A sunflower sticker on a shop window; an enamel sunflower pin on a colleague’s lapel; a bright sunflower lanyard adorning the neck of a customer.

The eagle-eyed amongst us may have noticed that sunflowers are springing up everywhere, spreading joy and hope. For those in the disability community, this is especially poignant.

The Hidden Disabilities Sunflower program promotes awareness of invisible disabilities. Staff at locations that have signed up to the program are expected to create a “sunflower-friendly” environment, one that is supportive, welcoming and understanding of disability. The sunflower acts as a symbol of this support, as well as a small token for those with hidden disabilities to signal their condition if they feel comfortable to do so.

Business training

There are two aspects to the program: one for businesses, and one for people with disabilities or their allies and supporters.

Individuals can wear a Sunflower to quietly share their disability status; businesses can publicly display them to show that they are welcoming of people with hidden disabilities, and able to provide appropriate support to customers who need it.

Required actions
(a) Repeat word for word the part of the sunflower program text that opens with the words containing "The eagle-eyed amongst" and closes with "allies and supporters.".
(b) Pick up the Hidden Disabilities Sunflower text after its final sentence and continue it.
The listing below comes from a separate source.

Data listing
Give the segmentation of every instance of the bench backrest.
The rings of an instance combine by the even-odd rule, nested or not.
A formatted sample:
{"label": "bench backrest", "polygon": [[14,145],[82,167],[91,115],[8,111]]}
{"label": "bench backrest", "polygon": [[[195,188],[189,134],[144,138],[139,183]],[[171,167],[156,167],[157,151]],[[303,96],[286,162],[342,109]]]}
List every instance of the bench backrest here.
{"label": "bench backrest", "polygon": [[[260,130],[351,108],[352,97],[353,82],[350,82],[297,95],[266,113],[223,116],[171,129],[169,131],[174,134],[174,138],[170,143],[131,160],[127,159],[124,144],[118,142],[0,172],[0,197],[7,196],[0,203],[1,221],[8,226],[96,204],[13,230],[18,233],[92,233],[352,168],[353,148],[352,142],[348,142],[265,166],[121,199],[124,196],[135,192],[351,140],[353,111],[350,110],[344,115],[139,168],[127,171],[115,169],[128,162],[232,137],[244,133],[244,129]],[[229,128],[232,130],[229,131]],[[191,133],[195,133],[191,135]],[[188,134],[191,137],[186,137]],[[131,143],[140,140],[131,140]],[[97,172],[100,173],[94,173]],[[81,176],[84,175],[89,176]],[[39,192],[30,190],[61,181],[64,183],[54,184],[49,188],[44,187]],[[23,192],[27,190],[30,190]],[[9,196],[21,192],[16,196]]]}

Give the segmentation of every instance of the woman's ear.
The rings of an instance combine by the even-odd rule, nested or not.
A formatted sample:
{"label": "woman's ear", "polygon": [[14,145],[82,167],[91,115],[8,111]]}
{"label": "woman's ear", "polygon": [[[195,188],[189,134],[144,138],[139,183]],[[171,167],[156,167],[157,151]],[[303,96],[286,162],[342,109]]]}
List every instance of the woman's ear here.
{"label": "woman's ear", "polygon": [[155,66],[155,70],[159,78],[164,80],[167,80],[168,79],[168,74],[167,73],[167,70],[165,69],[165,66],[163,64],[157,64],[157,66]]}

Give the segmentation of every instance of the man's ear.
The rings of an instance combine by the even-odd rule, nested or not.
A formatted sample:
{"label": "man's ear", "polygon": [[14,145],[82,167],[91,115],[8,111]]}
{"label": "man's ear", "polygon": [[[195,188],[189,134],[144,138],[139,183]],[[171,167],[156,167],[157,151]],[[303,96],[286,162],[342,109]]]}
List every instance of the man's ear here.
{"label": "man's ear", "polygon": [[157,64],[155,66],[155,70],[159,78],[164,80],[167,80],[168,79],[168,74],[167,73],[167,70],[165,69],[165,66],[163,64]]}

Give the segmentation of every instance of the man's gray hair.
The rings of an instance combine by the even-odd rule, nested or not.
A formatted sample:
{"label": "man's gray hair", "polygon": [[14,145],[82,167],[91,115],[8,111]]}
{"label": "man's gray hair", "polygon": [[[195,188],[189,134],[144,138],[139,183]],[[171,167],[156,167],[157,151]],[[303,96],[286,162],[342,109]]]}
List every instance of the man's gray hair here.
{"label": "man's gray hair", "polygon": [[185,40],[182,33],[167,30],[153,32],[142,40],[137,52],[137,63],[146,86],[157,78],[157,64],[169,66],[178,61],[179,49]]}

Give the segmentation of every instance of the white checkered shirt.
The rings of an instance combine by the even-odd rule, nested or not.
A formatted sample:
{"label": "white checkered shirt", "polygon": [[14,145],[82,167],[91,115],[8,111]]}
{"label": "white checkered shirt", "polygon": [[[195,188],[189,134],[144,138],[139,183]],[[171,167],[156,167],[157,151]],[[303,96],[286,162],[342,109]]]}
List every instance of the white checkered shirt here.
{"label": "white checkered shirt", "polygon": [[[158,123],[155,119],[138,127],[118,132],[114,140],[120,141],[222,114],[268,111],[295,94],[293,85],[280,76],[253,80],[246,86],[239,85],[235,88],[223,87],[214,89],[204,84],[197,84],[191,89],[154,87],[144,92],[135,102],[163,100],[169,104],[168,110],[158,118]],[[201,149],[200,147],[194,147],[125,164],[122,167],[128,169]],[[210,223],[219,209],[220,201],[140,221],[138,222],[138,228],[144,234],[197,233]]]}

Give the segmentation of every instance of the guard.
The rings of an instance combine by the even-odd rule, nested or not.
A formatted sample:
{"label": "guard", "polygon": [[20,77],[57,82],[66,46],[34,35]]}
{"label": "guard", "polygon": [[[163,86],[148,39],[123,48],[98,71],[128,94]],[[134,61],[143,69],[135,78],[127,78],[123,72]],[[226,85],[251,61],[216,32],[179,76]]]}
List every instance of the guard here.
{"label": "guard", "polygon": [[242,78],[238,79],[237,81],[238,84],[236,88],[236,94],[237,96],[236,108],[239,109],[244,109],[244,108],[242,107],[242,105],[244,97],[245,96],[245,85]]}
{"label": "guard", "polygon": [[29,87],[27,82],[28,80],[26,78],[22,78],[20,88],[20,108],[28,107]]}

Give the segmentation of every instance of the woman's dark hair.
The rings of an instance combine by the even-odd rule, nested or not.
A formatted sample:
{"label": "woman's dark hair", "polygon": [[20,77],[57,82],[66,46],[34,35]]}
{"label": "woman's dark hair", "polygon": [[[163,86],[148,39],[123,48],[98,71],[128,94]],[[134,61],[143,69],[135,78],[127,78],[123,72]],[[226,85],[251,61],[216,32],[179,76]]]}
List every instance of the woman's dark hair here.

The results
(a)
The eagle-eyed amongst us may have noticed that sunflowers are springing up everywhere, spreading joy and hope. For those in the disability community, this is especially poignant.

The Hidden Disabilities Sunflower program promotes awareness of invisible disabilities. Staff at locations that have signed up to the program are expected to create a “sunflower-friendly” environment, one that is supportive, welcoming and understanding of disability. The sunflower acts as a symbol of this support, as well as a small token for those with hidden disabilities to signal their condition if they feel comfortable to do so.

Business training

There are two aspects to the program: one for businesses, and one for people with disabilities or their allies and supporters.

(b)
Sandee Facy, Head of Business Development Aus/NZ for the Hidden Disabilities Sunflower, told Link that the organisation keeps it simple for businesses and companies that wish to participate. Once they sign up, they have access to a seven-and-a-half minute awareness video about why someone might wear a sunflower. The video covers what the initiative is, what a hidden disability is and what they can do about it in their role in the business.

The Hidden Disabilities Sunflower program is worldwide, with many businesses having signed up since the program launched in 2016. This includes over 200 airports globally, railway networks, schools, universities, government agencies and healthcare services. In Australia, there are over 300 Sunflower members across various sectors serving the 80 to 85 per cent of Australians with disability whose condition is non-visible.

Businesses are able to ‘launch’ the program in their own way; some, Facy said, “shout it loud and proud” and let all customers and stakeholders know, while others choose to utilise the Sunflower as a workplace support initiative for colleagues.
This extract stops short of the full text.